⟨
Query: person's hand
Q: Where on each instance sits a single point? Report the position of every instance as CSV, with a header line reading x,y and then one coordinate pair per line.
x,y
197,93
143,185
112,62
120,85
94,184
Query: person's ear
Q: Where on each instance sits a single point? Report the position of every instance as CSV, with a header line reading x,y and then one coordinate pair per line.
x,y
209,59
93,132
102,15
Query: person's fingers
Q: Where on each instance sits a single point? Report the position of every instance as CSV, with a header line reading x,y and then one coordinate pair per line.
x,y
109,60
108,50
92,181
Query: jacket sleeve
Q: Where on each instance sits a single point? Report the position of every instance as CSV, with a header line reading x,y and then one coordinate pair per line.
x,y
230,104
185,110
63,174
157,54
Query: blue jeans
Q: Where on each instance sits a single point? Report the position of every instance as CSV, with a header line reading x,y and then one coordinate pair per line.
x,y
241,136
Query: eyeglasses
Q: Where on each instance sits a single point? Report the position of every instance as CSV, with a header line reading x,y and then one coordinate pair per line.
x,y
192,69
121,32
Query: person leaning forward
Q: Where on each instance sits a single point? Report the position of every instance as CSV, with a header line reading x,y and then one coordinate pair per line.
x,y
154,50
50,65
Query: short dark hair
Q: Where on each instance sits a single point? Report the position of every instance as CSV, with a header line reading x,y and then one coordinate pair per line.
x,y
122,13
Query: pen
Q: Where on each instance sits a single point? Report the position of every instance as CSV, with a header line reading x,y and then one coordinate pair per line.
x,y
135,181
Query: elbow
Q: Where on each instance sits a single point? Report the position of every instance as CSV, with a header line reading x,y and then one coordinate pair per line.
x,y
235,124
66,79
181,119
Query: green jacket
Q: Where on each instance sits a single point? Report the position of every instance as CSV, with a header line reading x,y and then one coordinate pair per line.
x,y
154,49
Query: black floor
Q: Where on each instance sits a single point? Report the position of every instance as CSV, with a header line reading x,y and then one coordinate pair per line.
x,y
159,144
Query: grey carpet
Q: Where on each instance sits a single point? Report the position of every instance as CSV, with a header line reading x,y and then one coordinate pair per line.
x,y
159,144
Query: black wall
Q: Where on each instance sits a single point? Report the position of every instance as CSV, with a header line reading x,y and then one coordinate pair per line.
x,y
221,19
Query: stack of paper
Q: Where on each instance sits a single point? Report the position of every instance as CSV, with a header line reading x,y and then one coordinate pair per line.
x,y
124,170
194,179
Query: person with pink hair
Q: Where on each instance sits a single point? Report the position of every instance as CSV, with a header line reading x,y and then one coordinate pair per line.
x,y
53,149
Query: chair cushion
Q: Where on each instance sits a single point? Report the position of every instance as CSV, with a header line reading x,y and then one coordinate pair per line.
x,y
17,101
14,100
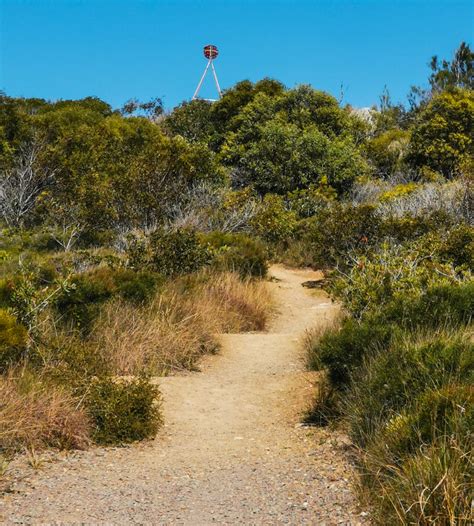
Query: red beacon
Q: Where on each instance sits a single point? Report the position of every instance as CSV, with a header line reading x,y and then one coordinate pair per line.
x,y
210,52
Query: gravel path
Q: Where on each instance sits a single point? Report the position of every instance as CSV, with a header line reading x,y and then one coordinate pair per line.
x,y
232,450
⟩
Copy out all of the entries above with "coordinate pair" replaced by "number pair" and every other word unchanged. Omit the pictures.

THE REPLY »
Query: person's hand
Q: Where on each instance sits a single point? Report the position of every instance as CSV, with a header line reading x,y and then one number pair per line.
x,y
197,93
143,185
112,62
120,85
94,184
Query: person's ear
Q: Where on each instance sits a single point? Report the position of every instance as CSV, with a header line reading x,y and then one number pair per line.
x,y
209,59
93,132
102,15
Query: person's fingers
Q: Where on each instance sits a single point? Report the position of every instance as CSV, with a header line reading x,y and then one number pair per line.
x,y
109,60
108,50
92,181
Query: jacket sleeve
Q: Where on each instance sits a single point? Report the position of every instance as CSV, with a header line reading x,y and then one number pair per line.
x,y
230,104
185,110
63,174
157,54
Query: blue jeans
Q: Where on each instance sits a single point? Report the position of every instance as CSV, with a header line reading x,y and then one number pair per line.
x,y
241,136
Query: eyeglasses
Q: Where on each instance sits a single point? Report the position of every instance as CSV, with a header line reading x,y and then one number pair per line.
x,y
192,69
121,32
Query: person leaning forward
Q: Where on each instance sits a single point? Report the position of every instance as CSV, with a header line reading x,y and then one number pair per line.
x,y
154,50
50,65
Query: short dark hair
Q: Where on each instance sits a single point? Report the position of every instance as CSV, with a header line reading x,y and then one number pair per line.
x,y
122,13
Query: pen
Q: Where on each instance sits a single point? Report the position of every instance as CSV, with a header line reading x,y and then one number pair per line.
x,y
135,181
Query: elbow
Q: Where on each instance sits a single point? Report the position of every instance as CSV, with a header line reading x,y and then one number pair per line.
x,y
235,124
66,79
181,119
Query: green jacket
Q: Where on each instance sits a single point? Report the position of every instance as CSV, with a header line reading x,y and then one number pair per line.
x,y
154,49
Query: black floor
Q: Where on each instance sits a single point? Report the position of every instance as CSV, with a header line reading x,y and then one number pair per line.
x,y
159,144
Query: grey carpet
Q: Where on each instance sits a single point? Report the position of every instance as CSV, with a header line reading x,y and then one number pair per line.
x,y
159,144
Query: black wall
Q: Where on each instance sits a single point? Report the position of every instance as CSV, with a header line reading x,y and then one number pair per line.
x,y
221,19
Query: stack of paper
Q: Where on each instance sits a single point? Report the position of every instance as CSV, with a header line reading x,y and then one number pair per line.
x,y
124,170
194,179
Query: person with pink hair
Q: Where on each instance sits a single point? Report the position of every instance as CSV, with a header line reading x,y and then one number pair per line.
x,y
53,149
Query: chair cushion
Q: Where on each instance sits a single point? Report the position of every instance as CSV, with a header line reading x,y and then one number pair per line.
x,y
17,101
14,100
Query: red beacon
Q: Where on each instance sits a single point? Report the position of every instance as CSV, with a header line reading x,y and then one number pair per line.
x,y
210,52
Query: gravel path
Q: Where on each instance sits a single point? Report the position of every instance as CSV, with a header line reading x,y and then one number pair per line.
x,y
232,450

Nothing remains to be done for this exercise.